##### TEXTE SOURCE #####
B. DES CADRES DE CROYANCE ALTERNATIFS

La littérature scientifique suggère un impact important des croyances alternatives dans l'acceptation des fausses informations en santé. L'étude de la Fondation Descartes a ainsi montré que les personnes ayant une plus grande sensibilité aux croyances ésotériques, paranormales ou complotistes avaient de moins bonnes connaissances en santé et adoptaient plus largement des comportements à risque. En Angleterre, les croyances conspirationnistes à propos de la pandémie étaient associées à une moindre adhésion aux directives gouvernementales et à une plus faible volonté de se faire tester ou vacciner411(*).

Parmi les résultats obtenus par Laurent Cordonier, on observe de moins bonnes connaissances en santé et une plus grande adoption de comportements de santé à risque chez les personnes démontrant une importante sensibilité aux médecines alternatives. En effet, si les médecines alternatives correspondent avant tout à des pratiques, elles s'accompagnent d'un univers de croyances proches de celles observées dans le cadre de l'ésotérisme et du paranormal. Si le recours aux pratiques largement répandues, comme l'homéopathie ou l'ostéopathie, utilisées par des personnes n'ayant pas nécessairement conscience de ces croyances - voire du caractère alternatif de ces pratiques -, n'est pas corrélé avec de plus faibles connaissances en santé, en revanche, le recours à des pratiques plus confidentielles, telles que la lithothérapie ou la naturopathie, plus susceptibles d'attirer des personnes sensibles à ce cadre de croyances, est corrélé à un niveau moindre de connaissances en santé.

Une autre étude française, menée en juillet 2021, fait valoir que les attitudes favorables à l'égard des médecines alternatives ne fourniraient qu'une explication limitée de l'hésitation vaccinale et qu'une forte adhésion aux médecines alternatives doit être combinée à d'autres facteurs, tels que la méfiance à l'égard des autorités sanitaires ou des conditions sociales difficiles, pour se traduire par une attitude négative à l'égard des vaccins412(*). En effet, même parmi les personnes les plus favorables aux médecines alternatives, la philosophie et les discours entourant ces pratiques sont considérés avec un certain recul.
#####
> **CONSIGNE**:
Poursuivez le texte ci-dessus sur les croyances alternatives et les fausses informations en santé, à partir de sa dernière phrase.
##### DONNÉES #####
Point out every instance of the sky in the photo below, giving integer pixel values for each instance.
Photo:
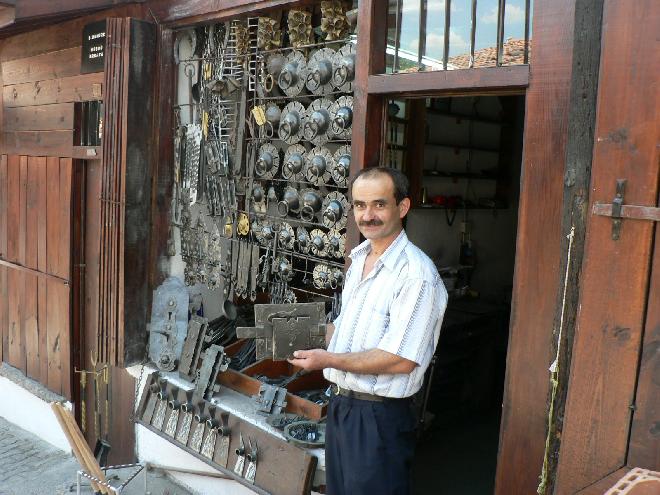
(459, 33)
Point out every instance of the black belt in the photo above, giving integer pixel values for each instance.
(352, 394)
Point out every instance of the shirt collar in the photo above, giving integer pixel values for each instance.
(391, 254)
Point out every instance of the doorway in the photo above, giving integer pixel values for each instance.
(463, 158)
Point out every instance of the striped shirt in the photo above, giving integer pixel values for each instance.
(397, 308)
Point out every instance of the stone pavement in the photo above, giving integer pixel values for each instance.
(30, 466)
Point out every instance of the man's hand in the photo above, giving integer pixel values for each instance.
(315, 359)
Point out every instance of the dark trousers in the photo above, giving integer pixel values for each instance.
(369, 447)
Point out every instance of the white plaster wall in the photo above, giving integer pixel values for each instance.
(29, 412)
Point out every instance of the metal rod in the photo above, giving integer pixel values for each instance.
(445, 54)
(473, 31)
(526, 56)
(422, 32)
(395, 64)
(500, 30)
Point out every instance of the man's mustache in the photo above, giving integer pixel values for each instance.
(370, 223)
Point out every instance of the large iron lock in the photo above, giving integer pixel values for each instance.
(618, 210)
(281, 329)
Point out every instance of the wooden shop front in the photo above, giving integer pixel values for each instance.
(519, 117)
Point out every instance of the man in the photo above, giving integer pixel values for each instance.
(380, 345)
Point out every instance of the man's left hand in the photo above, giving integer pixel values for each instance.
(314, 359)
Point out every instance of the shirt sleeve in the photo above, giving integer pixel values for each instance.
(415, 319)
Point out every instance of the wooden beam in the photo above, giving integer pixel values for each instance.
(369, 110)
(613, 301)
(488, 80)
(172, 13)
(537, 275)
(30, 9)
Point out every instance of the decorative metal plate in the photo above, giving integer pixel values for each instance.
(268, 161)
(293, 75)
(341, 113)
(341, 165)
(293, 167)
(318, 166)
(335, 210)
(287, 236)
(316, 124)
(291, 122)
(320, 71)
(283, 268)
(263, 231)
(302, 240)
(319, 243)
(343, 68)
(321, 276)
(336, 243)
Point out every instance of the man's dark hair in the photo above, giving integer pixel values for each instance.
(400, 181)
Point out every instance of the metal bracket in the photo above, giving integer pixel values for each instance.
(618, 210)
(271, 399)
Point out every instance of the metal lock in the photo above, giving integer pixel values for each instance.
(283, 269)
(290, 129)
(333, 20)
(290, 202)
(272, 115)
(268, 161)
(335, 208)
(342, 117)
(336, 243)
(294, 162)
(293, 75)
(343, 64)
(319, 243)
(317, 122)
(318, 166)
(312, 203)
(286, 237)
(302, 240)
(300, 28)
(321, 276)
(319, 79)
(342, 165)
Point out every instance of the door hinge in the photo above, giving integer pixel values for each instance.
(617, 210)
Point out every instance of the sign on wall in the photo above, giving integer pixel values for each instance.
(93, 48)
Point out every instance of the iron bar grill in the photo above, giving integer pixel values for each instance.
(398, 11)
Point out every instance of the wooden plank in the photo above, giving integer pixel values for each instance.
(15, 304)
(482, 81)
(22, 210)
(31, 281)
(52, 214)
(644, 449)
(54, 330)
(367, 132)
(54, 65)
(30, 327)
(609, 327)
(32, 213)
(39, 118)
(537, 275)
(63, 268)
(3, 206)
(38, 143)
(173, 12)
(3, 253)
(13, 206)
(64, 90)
#####
> **VOTRE RÉPONSE**:
C. DES MOTEURS PSYCHOLOGIQUES

Plusieurs moteurs psychologiques, incluant des facteurs cognitifs et socio-affectifs, influent sur la susceptibilité aux fausses informations413(*).

Un de ces principaux facteurs réside dans le style de pensée414(*) : un style dit « intuitif », encourageant à suivre ses premières impressions, serait associé à une plus forte sensibilité aux fausses informations qu'un style dit « analytique », qui appellerait à une posture plus réflexive. Une étude états-unienne a montré, au début de la pandémie, que les personnes les moins susceptibles d'adopter un style de pensée analytique avaient été plus nombreuses à considérer la pandémie comme un canular et à ne pas adopter les gestes barrières415(*). De même, les résultats de Laurent Cordonier montrent qu'un style de pensée moins analytique est associé à de moins bonnes connaissances en santé et à une plus grande adoption de comportements de santé à risque.

Les émotions comme l'anxiété et la colère peuvent entraver la réflexion critique et favoriser une pensée rapide et intuitive, ce qui accroît la propension à croire et à partager les fausses informations. Le sentiment d'exclusion et les importantes frustrations sociales favorisent également l'accroissement de la susceptibilité aux contenus conspirationnistes416(*) et la diffusion volontaire de fausses informations417(*).

On peut également souligner la problématique liée au biais de confirmation, qui pousse à privilégier les informations qui vont dans le sens de nos croyances préétablies418(*). Plusieurs études ont montré qu'en plus de rechercher préférentiellement des informations conformes à nos motivations politiques et sociales, il existe une motivation accrue à croire et à promouvoir les fausses informations qui s'inscrivent dans ce cadre419(*).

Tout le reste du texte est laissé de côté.